# RSS News Aggregators



## howard.a.s (Jul 22, 2005)

My current web site includes a page dedicated to rss health news feeds. The page in question has been active for several years and until recently had been using rss display containers generated using a system provided by RSS Include https://www.rssinclude.com/. Unfortunately, RSS Include appear to have recently withdrawn the free service which I had been using, and consequentely all of my news feeds have now ceased to display.

I am still able to use the service provided by RSS Include, but in order for me to be able to adjust the widths and heights of containers, scroll speed, pause length, etc, etc, I will now have to pay an annual fee. As my web site generates little income, I am not really able to justify this expense.

Because of this (and also because I don't really like the idea that when using the likes of RSS Include, the continuing functionality of my feeds rests entirely in their hands, and should they decide to again withdraw the service they provide, or increase their charges, I would again be left without a service) I decided to look for an alternative solution.

Before I progress further, I should perhaps make it known that when it comes to programming, my level of understanding is zero, and while I am able to successfully build web sites using html and css, I understand very little about javascript or php.

I have done some serious Googling for news aggregators, but have not yet found a suitable free alternative to the RSS Include option which I had been using. Becoming rather frustrated, I recalled how some years ago I had purchased a program called CoffeeCup New Flash, which is supposed to produce a similar effect to that which had previously been achieved using RSS Include. After locating and installing the software, I had an experiment.

Initially, all seemed okay, with the only apparent downside being that the CoffeeCup readers appear to display text, whereas the RSS Include system displayed text and images (where available). Given my limited level of technical knowledge, the CoffeeCup system seemed to perhaps be my best option, so I proceeded to generate and upload some files to my hosting account and to conduct some further tests so as to be certain that all worked correctly before I went as far as embedding the readers into my web page.

When I display my test page using Firefox, which includes a whole group of readers generated using CoffeeCup, only some of the readers display, with others having been replaced by a message saying something like 'oops, failed to load data'.

After some additional research I have reached the conclusion that this problem isn't due to my error in incorrectly setting up the necessary files, but is apparently due to some issue with the php code itself.

Check out my test page http://www.corncreations.co.uk/test/rss/rss.html and you will see that each time the page loads, different readers fail.

*****

▸ **REQUIREMENTS**:
1. From the forum post on RSS news aggregators, extract the passage word for word, starting at the words "Initially, all seemed" and ending after "to load data'.".
2. In the forum post on RSS news aggregators, what program had the poster bought some years earlier?

*****

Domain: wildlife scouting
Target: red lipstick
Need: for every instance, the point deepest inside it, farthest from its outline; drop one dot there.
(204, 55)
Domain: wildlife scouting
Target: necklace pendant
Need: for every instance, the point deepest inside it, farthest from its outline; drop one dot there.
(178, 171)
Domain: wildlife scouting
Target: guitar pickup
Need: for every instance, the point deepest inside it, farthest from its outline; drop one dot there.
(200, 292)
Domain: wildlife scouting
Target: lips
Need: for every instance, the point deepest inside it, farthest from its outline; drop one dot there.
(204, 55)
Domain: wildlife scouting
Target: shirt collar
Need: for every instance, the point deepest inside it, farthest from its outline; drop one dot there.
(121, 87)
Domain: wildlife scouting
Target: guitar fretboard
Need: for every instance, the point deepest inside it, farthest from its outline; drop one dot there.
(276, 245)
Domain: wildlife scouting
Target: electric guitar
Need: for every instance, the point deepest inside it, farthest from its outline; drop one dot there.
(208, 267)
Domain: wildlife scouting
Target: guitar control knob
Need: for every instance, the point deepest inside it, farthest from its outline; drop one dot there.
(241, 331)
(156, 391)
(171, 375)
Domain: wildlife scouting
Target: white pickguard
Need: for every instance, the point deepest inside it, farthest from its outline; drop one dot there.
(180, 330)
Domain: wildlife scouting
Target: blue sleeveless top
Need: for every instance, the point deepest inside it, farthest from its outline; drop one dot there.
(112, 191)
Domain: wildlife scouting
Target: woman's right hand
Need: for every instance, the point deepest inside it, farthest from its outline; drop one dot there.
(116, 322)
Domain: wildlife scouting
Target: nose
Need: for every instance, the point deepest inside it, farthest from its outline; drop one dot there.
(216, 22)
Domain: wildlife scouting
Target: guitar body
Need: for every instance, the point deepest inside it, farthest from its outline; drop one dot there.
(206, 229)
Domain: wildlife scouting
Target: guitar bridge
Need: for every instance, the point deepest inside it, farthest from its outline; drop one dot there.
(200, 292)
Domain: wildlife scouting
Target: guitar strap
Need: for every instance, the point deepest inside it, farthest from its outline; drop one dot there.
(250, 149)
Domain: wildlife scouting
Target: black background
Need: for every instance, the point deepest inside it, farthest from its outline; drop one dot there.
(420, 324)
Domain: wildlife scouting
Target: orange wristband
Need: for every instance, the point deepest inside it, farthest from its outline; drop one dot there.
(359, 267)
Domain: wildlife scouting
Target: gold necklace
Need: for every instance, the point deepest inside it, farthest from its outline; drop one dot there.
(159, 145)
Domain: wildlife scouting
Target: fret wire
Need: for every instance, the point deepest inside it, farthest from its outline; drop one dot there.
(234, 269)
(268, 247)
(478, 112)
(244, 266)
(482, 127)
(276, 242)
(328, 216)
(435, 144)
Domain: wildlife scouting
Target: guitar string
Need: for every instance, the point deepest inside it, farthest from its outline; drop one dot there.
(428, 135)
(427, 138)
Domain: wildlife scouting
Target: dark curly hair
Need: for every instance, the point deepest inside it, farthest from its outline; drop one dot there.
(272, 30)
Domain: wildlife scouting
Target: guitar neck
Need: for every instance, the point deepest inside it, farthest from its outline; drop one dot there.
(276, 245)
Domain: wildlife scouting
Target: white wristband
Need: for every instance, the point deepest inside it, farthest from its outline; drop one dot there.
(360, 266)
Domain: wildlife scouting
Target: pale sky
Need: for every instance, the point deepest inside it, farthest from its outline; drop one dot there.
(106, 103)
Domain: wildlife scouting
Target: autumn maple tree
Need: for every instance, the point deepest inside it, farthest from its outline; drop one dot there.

*****

▸ **TASK-BY-TASK OUTPUTS**:
1.
Initially, all seemed okay, with the only apparent downside being that the CoffeeCup readers appear to display text, whereas the RSS Include system displayed text and images (where available). Given my limited level of technical knowledge, the CoffeeCup system seemed to perhaps be my best option, so I proceeded to generate and upload some files to my hosting account and to conduct some further tests so as to be certain that all worked correctly before I went as far as embedding the readers into my web page.

When I display my test page using Firefox, which includes a whole group of readers generated using CoffeeCup, only some of the readers display, with others having been replaced by a message saying something like 'oops, failed to load data'.

2. CoffeeCup New Flash